- [Your tasks]
• A. Reproduce the passage of the POUR principles text from "The first characteristic" up to and including "(perceivable by touch).".
• B. According to the POUR principles text, what device can transform text into Braille?

- [Text shown]
The POUR Principles: The Starting Point for Creating Accessible Blogs

Man looking utterly confused“What is an accessible website or blog? I want to do the right thing but where do I even start? Is there a framework or something to gain an overall understanding?”

Yes, there is!

The foundation of the Web Content Accessibility Guidelines 2.0 lies upon four guiding principles or characteristics of accessible websites and blogs.

Is your content perceivable in multiple ways?

The first characteristic of an accessible site is that all content is perceivable through sight, hearing and touch. Since not everyone has the same abilities or equal use of the same senses – sight, hearing or touch – content needs to be transformable from one format into another. This enables your website visitors and blog readers to perceive your content in multiple ways.

For example, text (perceivable by sight) can be transformed into audio by using a text-to-speech screen reader (perceivable by hearing) and into Braille by using a refreshable Braille display (perceivable by touch).

In determining how perceivable your site is, consider these five key questions:

  1. Are images accompanied with equivalent or alternative text?
  2. Are audio clips accompanied with transcripts?
  3. In addition to captioning videos, are transcripts provided?
  4. Have you provided sufficient contrast between your text colour and background colour to improve readability for individuals with low vision?
  5. Do you avoid CAPTCHAs?

Is your blog operable using various input methods?

The second characteristic of an accessible site is that your content must be navigable or operable using various input methods. Not everyone uses a mouse. Individuals may use a keyboard or an onscreen keyboard, voice input – as in voice recognition software like Dragon Naturally Speaking, switches controlled by the hand, foot or head, or numerous other input methods. Online content needs to be navigable and operable by these various input methods.

How operable is your site? Consider these four questions:

  1. Can moving, blinking, scrolling, or auto-updating information be paused, stopped or hidden; for example, do Twitter plug-ins allow readers to stop or pause the flow of updates?

- [Source material]
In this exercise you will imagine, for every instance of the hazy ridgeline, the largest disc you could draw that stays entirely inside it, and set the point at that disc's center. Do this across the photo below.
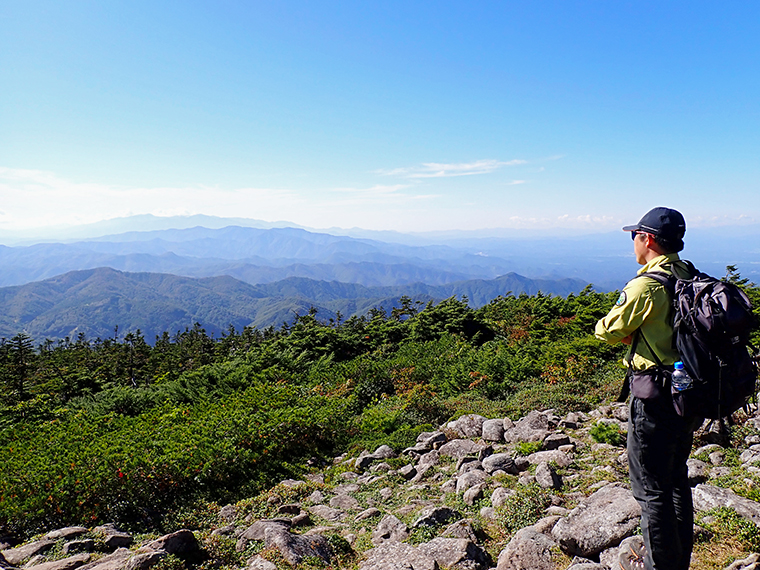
(120, 430)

- [Final answers]
• A.
The first characteristic of an accessible site is that all content is perceivable through sight, hearing and touch. Since not everyone has the same abilities or equal use of the same senses – sight, hearing or touch – content needs to be transformable from one format into another. This enables your website visitors and blog readers to perceive your content in multiple ways.

For example, text (perceivable by sight) can be transformed into audio by using a text-to-speech screen reader (perceivable by hearing) and into Braille by using a refreshable Braille display (perceivable by touch).

• B. A refreshable Braille display.